Study questions -
- a) Answer these questions from the CUTLASS text:
(i) Which CUDA version does CUTLASS 3.6 need for full Blackwell features?
(ii) Up to how much SMEM do the SM100 templates request for operand-staging pipeline buffers?
(iii) What SMEM ceiling must the SM120 pipeline stages fit within?
- b) Print, word for word, everything in the CUTLASS text from "- Tile shape" down to "full Blackwell features)".

CUTLASS¶
NVIDIA's CUDA Templates library. The reference C++ template library for high-performance GEMM (and now also convolutions and conv-related ops). Most other GPU kernel libraries are either built on CUTLASS or directly inspired by it.
What it is¶
A header-only C++ library of templates that compile to optimized CUDA kernels for matrix multiplication. The user instantiates a template specifying:
- Operand types (BF16, FP8, NVFP4, etc.)
- Tile shape (e.g., m128n128k64)
- Pipeline stages
- Target architecture (e.g.,
cutlass::arch::Sm100,cutlass::arch::Sm120) - Layout (row/col-major)
CUTLASS then generates a kernel tuned for that combination. Modern (CUTLASS 3.x) uses CUTE — a high-level layout/algebra library — under the hood for clean indexing.
GitHub: NVIDIA/cutlass. Maintained by NVIDIA. Used as the GEMM backend by FlashInfer, vLLM (in some paths), TensorRT-LLM, sglang, DeepSeek-AI's stack, and many others.
What it depends on¶
- CUDA toolkit (CUTLASS 3.6 needs CUDA ≥ 12.4 for full Blackwell features)
- C++17
- A C++ compiler that nvcc can drive
CUTLASS itself depends on nothing else at runtime — it's header-only, compiled into whatever uses it.
SM100 story¶
CUTLASS 3.5+ has dedicated Blackwell datacenter templates under cutlass/include/cutlass/gemm/collective/sm100_* and cutlass/include/cutlass/gemm/kernel/sm100_*. These templates:
- Target
sm_100a(architecture-specific accelerated) - Use
tcgen05.mmafor the inner MMA loop - Allocate accumulators in TMEM via
tcgen05.alloc - Use single-CTA mode (
cta_group::1) by default; CTA-pair mode (cta_group::2) is opt-in via tile-shape choice - Request up to ~220 KiB of SMEM for operand-staging pipeline buffers
- Lean on cluster-shared TMA for cross-CTA data movement when CTA-pair mode is on
Compiling them with nvcc -gencode arch=compute_100,code=sm_100a produces a fatbin that runs only on SM 10.0 devices.
SM120 story¶
CUTLASS 3.6+ has parallel templates under sm120_*. These templates:
- Target
sm_120(orsm_120ffor forward-compat) - Use
mma.syncandwgmma.asyncinstead oftcgen05.mma - Allocate accumulators in registers (smaller tiles to fit) or stage through SMEM (larger tiles, more SMEM pressure)
- Use single-CTA only (no
cluster_dim > 1) - Restrict pipeline stages to fit the 99 KiB SMEM ceiling
- Achieve ~40–70 % of optimal SM120 throughput vs ~95 % for SM100 templates on SM100
The SM120 templates are separate trees from the SM100 templates. They're not just a recompile.

Stored items
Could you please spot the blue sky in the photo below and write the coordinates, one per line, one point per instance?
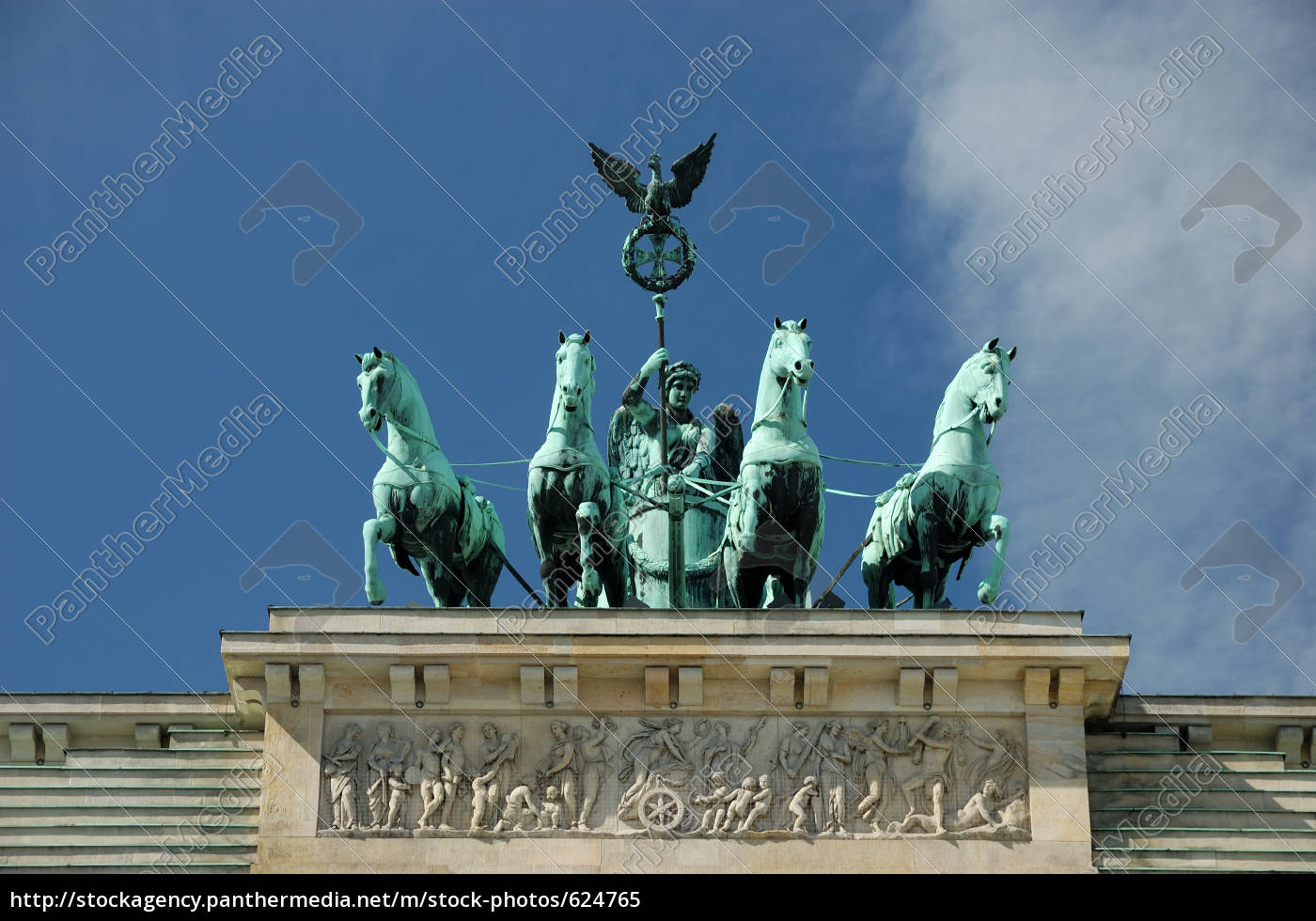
(454, 128)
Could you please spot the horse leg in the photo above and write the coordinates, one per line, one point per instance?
(808, 525)
(372, 532)
(750, 583)
(997, 525)
(443, 545)
(427, 570)
(482, 575)
(928, 528)
(588, 526)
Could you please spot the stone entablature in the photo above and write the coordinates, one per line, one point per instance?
(884, 732)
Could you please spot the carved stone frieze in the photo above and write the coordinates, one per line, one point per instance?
(862, 775)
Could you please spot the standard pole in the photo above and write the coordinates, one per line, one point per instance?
(662, 385)
(674, 489)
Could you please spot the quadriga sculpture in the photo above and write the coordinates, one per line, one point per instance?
(424, 512)
(572, 499)
(937, 516)
(774, 526)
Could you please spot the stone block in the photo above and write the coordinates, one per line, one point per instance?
(438, 686)
(1069, 691)
(566, 688)
(815, 687)
(945, 688)
(657, 686)
(278, 684)
(532, 686)
(23, 742)
(780, 687)
(1037, 687)
(56, 741)
(1290, 741)
(911, 687)
(148, 736)
(401, 684)
(311, 683)
(690, 686)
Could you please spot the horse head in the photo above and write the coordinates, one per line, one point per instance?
(789, 351)
(575, 371)
(378, 385)
(984, 381)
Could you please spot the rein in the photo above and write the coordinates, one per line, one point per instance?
(961, 423)
(786, 385)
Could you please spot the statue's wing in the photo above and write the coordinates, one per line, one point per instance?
(688, 173)
(627, 449)
(728, 445)
(621, 177)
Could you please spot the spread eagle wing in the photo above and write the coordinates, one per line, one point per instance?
(628, 451)
(688, 173)
(729, 444)
(621, 177)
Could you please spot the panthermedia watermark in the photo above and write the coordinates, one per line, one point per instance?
(1243, 187)
(116, 195)
(776, 193)
(303, 545)
(303, 195)
(239, 430)
(1180, 428)
(1178, 70)
(1239, 556)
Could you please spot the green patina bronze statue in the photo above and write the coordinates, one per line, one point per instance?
(424, 512)
(774, 528)
(648, 242)
(572, 497)
(937, 516)
(697, 450)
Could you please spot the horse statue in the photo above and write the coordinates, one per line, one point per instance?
(774, 526)
(423, 510)
(930, 520)
(572, 499)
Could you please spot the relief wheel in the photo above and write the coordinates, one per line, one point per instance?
(661, 809)
(647, 245)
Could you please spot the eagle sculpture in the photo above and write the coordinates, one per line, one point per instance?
(658, 197)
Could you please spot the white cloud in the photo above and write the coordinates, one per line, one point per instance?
(1083, 359)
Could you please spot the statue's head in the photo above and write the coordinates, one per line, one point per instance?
(789, 351)
(987, 381)
(682, 383)
(575, 370)
(377, 384)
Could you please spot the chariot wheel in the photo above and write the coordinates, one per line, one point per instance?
(647, 246)
(661, 809)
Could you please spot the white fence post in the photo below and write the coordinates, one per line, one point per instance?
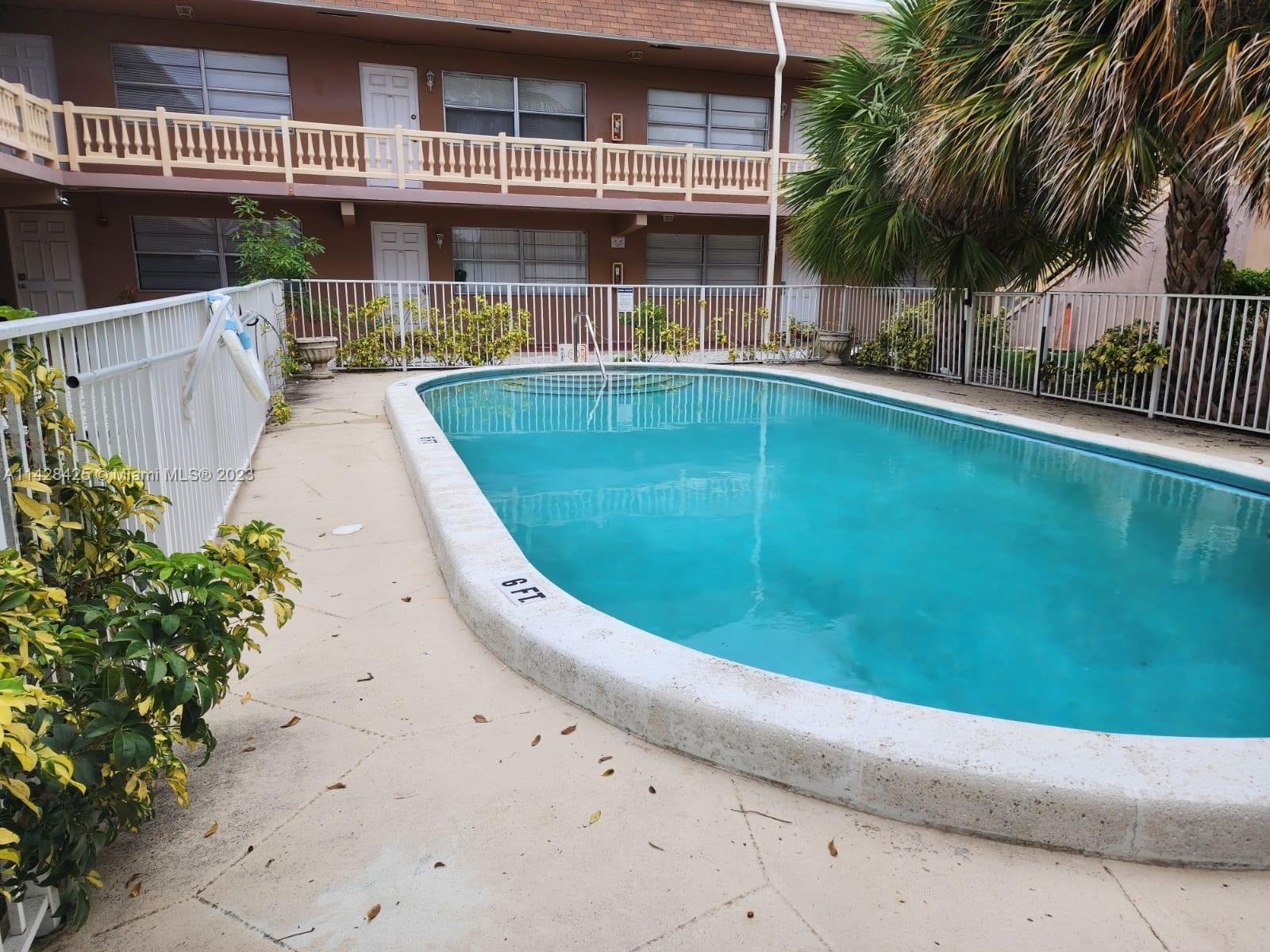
(1161, 336)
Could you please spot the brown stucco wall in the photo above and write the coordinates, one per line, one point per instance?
(106, 249)
(325, 83)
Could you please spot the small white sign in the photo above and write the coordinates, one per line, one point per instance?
(522, 589)
(625, 300)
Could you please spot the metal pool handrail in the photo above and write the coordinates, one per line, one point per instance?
(595, 346)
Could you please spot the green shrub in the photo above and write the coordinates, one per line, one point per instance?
(905, 340)
(114, 653)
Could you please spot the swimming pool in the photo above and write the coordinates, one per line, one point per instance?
(1191, 800)
(860, 545)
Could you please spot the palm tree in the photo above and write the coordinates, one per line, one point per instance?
(987, 144)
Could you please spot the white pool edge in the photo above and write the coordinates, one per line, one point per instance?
(1166, 800)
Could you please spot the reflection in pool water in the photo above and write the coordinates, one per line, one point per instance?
(882, 550)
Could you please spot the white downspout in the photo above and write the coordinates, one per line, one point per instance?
(774, 163)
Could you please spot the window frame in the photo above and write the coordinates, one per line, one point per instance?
(521, 260)
(516, 103)
(702, 262)
(709, 125)
(203, 88)
(221, 254)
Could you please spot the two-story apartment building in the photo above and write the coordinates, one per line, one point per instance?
(579, 141)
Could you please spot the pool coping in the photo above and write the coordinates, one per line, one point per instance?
(1168, 800)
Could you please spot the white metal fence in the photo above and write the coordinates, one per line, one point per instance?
(127, 372)
(1070, 346)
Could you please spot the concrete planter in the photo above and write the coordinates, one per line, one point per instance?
(832, 344)
(318, 353)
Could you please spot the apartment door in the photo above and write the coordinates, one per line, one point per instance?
(391, 97)
(400, 251)
(46, 262)
(27, 59)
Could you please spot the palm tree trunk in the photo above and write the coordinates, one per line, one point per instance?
(1197, 228)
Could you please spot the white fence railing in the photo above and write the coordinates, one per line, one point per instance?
(164, 143)
(126, 371)
(1217, 349)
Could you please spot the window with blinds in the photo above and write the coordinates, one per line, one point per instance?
(711, 120)
(184, 254)
(487, 106)
(206, 82)
(521, 255)
(704, 259)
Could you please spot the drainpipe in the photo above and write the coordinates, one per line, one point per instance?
(774, 163)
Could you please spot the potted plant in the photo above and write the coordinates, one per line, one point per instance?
(833, 343)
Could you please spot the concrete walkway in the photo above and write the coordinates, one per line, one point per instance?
(470, 835)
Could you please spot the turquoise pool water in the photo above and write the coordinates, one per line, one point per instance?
(883, 550)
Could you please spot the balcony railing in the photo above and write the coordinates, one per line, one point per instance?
(171, 144)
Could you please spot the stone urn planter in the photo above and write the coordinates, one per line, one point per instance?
(832, 344)
(318, 353)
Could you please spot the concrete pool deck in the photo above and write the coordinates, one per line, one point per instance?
(524, 869)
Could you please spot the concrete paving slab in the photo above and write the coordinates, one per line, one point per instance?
(524, 869)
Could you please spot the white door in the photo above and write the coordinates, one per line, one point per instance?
(391, 97)
(29, 59)
(400, 251)
(46, 262)
(802, 298)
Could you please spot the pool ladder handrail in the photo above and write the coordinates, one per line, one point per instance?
(595, 346)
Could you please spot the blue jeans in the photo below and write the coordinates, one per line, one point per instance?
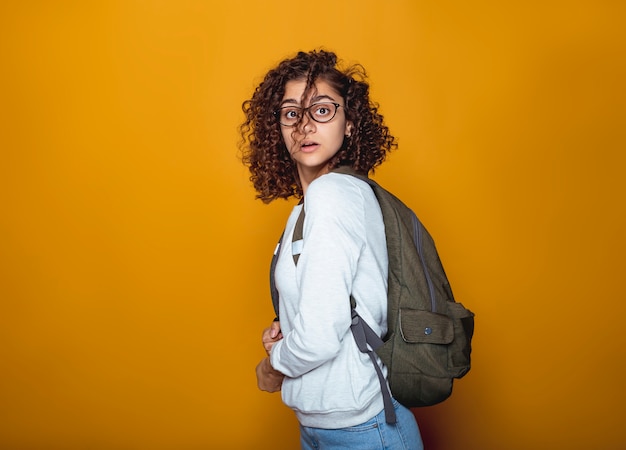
(375, 434)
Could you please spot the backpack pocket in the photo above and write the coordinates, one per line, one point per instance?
(425, 327)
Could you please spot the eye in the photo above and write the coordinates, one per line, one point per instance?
(289, 114)
(323, 110)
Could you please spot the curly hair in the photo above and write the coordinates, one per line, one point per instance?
(273, 171)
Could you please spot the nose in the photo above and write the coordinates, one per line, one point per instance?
(307, 125)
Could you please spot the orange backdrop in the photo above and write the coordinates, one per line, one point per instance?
(133, 256)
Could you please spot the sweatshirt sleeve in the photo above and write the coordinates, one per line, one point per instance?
(333, 238)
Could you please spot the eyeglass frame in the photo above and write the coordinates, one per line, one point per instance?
(307, 110)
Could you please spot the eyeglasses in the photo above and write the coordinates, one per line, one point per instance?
(319, 112)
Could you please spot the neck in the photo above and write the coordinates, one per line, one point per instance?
(308, 174)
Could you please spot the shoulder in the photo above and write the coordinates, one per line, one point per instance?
(336, 185)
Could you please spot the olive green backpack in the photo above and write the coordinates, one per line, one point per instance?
(428, 343)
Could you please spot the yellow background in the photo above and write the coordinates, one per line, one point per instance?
(133, 256)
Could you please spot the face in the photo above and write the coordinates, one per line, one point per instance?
(310, 143)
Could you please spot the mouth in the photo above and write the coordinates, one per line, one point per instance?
(308, 146)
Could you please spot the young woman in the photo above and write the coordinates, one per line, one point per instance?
(305, 119)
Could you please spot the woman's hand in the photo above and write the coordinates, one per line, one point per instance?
(271, 335)
(268, 379)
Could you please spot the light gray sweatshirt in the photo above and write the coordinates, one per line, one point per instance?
(329, 383)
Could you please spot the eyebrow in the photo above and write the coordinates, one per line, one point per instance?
(315, 99)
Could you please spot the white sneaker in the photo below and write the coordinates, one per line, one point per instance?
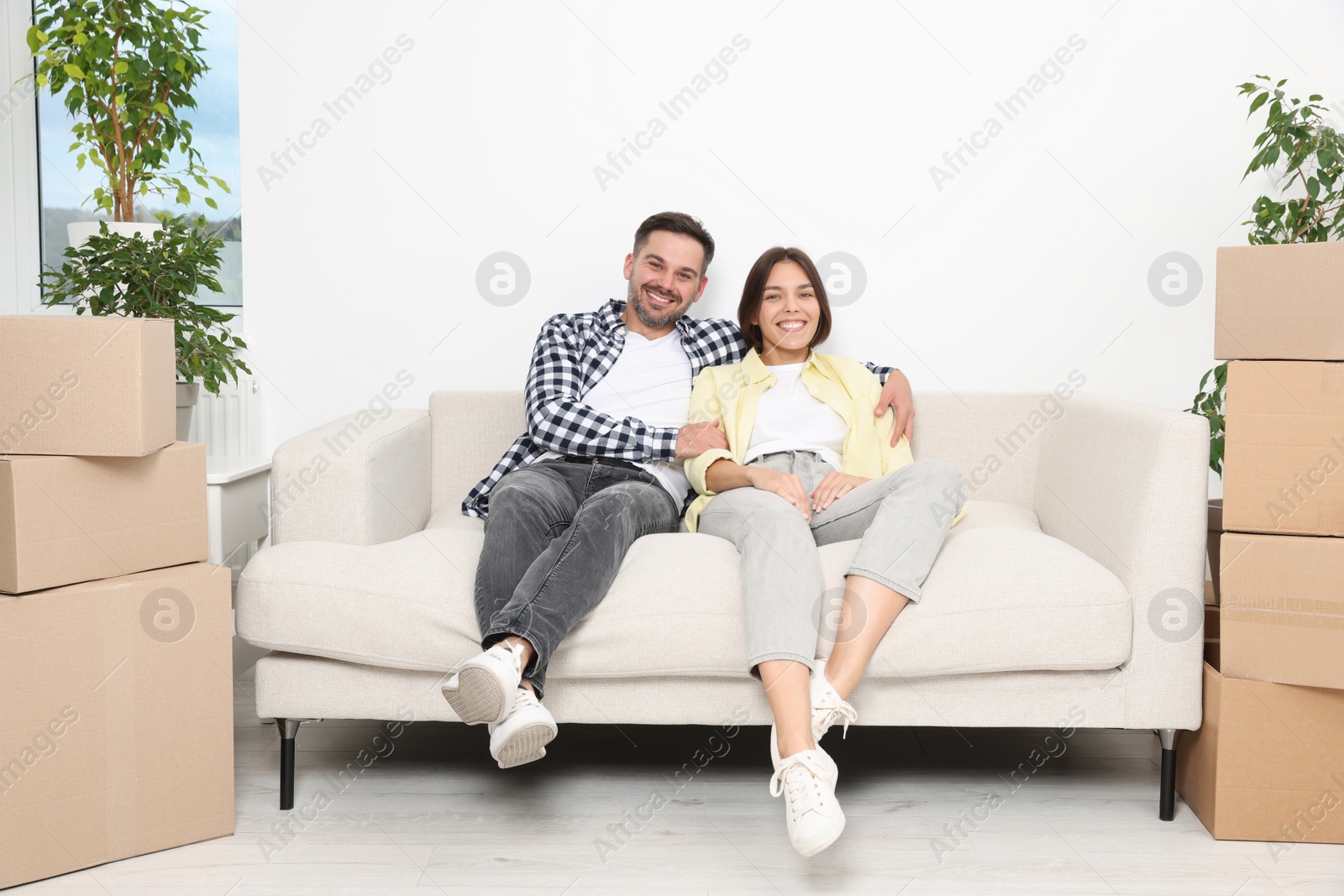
(523, 734)
(827, 705)
(827, 710)
(813, 817)
(483, 688)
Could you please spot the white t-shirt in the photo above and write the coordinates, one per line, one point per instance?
(651, 380)
(790, 419)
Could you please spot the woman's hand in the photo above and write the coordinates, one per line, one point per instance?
(832, 486)
(786, 485)
(897, 396)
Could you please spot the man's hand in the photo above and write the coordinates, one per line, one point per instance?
(897, 396)
(696, 439)
(832, 486)
(786, 485)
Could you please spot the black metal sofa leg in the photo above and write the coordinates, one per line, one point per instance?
(1167, 799)
(288, 730)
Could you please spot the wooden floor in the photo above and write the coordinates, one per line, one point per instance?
(436, 815)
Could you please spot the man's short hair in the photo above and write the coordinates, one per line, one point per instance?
(675, 222)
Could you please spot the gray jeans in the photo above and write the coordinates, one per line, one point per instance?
(902, 520)
(555, 537)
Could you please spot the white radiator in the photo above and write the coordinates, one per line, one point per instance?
(230, 423)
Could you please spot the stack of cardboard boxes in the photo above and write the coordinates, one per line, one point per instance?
(1269, 761)
(116, 719)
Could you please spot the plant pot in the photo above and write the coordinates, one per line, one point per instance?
(81, 230)
(187, 396)
(1215, 537)
(1280, 302)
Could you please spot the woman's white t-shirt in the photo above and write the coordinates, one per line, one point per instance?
(790, 419)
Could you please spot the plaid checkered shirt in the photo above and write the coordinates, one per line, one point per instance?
(575, 351)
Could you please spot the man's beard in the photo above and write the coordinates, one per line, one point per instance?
(647, 315)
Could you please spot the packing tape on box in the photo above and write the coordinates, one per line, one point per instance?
(121, 699)
(1290, 618)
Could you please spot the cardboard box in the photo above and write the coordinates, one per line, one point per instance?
(1284, 463)
(74, 519)
(96, 385)
(1283, 611)
(116, 727)
(1280, 302)
(1268, 763)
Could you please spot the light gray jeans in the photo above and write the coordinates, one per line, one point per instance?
(902, 520)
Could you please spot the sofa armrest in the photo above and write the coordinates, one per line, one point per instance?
(1128, 485)
(358, 479)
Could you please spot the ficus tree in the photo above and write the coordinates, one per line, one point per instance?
(1305, 156)
(156, 275)
(127, 70)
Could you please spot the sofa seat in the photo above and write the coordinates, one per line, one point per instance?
(1000, 598)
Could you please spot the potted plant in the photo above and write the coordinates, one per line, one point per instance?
(127, 70)
(156, 275)
(1281, 296)
(1209, 403)
(1294, 254)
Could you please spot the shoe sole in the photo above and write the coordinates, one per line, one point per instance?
(528, 745)
(815, 849)
(477, 698)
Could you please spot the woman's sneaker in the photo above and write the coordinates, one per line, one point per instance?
(483, 688)
(827, 710)
(827, 705)
(813, 817)
(524, 731)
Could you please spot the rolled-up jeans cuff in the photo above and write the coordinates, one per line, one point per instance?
(531, 672)
(891, 584)
(785, 654)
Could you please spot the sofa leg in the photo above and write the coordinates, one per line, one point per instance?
(288, 730)
(1167, 799)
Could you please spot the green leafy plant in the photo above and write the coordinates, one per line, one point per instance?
(1300, 149)
(155, 275)
(1209, 403)
(127, 69)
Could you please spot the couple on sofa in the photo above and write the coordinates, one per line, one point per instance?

Set of answers -
- a)
(i) CUDA ≥ 12.4
(ii) Up to ~220 KiB
(iii) 99 KiB

- b)
- Tile shape (e.g., m128n128k64)
- Pipeline stages
- Target architecture (e.g.,
cutlass::arch::Sm100,cutlass::arch::Sm120) - Layout (row/col-major)
CUTLASS then generates a kernel tuned for that combination. Modern (CUTLASS 3.x) uses CUTE — a high-level layout/algebra library — under the hood for clean indexing.
GitHub: NVIDIA/cutlass. Maintained by NVIDIA. Used as the GEMM backend by FlashInfer, vLLM (in some paths), TensorRT-LLM, sglang, DeepSeek-AI's stack, and many others.
What it depends on¶
- CUDA toolkit (CUTLASS 3.6 needs CUDA ≥ 12.4 for full Blackwell features)